> _SHORT TASK_: How many lines of the material contain the string "cloud"? Give only the number, and count a match only if its case agrees.

(Data lines)
****************

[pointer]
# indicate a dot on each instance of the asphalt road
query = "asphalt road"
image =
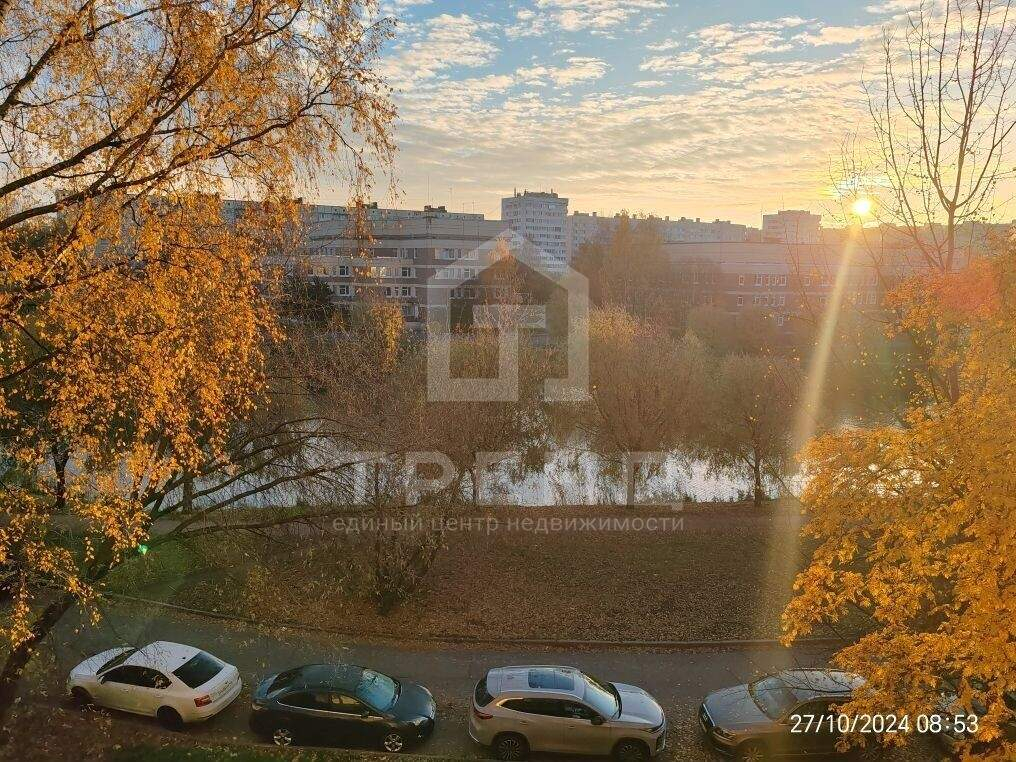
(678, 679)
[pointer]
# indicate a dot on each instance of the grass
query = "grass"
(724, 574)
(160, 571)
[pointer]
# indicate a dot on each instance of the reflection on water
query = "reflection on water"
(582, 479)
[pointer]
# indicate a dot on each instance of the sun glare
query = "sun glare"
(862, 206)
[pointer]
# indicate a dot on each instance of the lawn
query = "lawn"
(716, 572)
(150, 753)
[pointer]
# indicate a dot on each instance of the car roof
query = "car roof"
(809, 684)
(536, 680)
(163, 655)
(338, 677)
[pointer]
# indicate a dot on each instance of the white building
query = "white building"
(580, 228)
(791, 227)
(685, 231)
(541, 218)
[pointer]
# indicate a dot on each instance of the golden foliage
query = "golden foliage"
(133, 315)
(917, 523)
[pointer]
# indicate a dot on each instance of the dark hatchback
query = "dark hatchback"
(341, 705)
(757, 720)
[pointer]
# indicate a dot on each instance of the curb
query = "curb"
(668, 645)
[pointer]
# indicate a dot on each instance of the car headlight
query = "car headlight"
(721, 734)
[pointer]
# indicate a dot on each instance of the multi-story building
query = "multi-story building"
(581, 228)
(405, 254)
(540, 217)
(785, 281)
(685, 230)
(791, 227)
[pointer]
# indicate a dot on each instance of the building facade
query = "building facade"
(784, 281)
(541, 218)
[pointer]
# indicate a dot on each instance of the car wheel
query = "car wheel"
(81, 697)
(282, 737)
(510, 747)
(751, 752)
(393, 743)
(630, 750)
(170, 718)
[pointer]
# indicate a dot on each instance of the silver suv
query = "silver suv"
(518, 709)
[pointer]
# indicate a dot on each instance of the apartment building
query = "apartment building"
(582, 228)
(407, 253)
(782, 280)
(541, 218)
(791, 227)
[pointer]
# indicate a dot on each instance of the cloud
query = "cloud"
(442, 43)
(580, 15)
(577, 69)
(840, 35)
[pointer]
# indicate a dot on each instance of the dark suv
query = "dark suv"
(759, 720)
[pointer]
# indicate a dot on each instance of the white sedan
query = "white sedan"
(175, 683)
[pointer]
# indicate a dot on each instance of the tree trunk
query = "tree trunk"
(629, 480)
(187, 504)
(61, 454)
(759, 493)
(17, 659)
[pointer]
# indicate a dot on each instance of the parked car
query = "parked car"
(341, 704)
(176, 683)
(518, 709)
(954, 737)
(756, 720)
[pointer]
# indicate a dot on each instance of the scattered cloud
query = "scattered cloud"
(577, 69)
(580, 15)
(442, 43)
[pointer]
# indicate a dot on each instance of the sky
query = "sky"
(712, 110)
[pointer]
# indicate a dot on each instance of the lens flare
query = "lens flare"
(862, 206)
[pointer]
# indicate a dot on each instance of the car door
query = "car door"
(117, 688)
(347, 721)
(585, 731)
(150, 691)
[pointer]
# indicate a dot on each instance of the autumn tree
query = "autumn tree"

****************

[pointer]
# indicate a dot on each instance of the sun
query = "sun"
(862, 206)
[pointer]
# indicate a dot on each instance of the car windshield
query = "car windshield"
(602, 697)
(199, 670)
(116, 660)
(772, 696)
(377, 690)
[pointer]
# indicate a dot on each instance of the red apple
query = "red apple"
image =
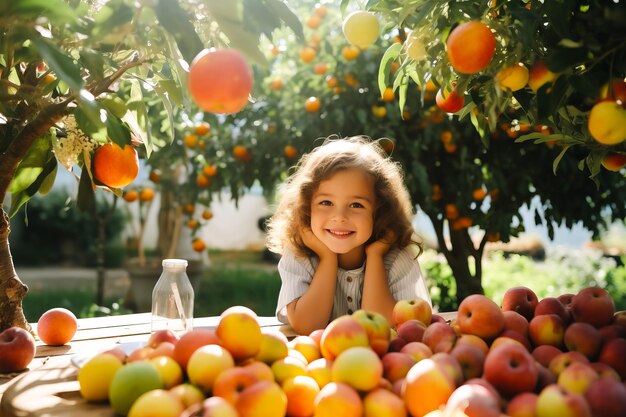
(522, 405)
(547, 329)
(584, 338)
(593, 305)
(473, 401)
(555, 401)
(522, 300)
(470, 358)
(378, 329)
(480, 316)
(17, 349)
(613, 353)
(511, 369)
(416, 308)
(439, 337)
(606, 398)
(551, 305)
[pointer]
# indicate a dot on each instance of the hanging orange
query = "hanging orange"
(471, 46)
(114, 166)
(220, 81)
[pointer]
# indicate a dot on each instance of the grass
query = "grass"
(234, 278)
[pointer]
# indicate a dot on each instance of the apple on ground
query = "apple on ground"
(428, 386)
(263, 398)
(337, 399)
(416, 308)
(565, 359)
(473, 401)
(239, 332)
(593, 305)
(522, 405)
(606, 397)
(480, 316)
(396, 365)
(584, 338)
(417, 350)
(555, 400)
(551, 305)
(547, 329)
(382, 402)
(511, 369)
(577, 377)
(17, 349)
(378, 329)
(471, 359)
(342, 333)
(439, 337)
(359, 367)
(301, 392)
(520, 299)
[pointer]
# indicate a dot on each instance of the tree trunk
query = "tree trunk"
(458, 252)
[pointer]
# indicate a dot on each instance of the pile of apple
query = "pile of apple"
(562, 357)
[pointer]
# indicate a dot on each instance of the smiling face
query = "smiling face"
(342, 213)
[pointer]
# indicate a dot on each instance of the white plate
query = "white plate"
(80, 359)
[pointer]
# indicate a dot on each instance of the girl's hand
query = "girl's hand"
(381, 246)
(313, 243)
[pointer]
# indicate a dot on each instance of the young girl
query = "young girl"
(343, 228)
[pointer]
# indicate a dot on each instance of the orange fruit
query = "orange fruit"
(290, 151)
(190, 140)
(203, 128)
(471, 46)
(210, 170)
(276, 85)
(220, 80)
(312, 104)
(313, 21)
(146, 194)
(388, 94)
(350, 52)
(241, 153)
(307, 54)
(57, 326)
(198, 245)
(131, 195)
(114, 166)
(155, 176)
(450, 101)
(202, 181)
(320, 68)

****************

> _THE SOLUTION_: 4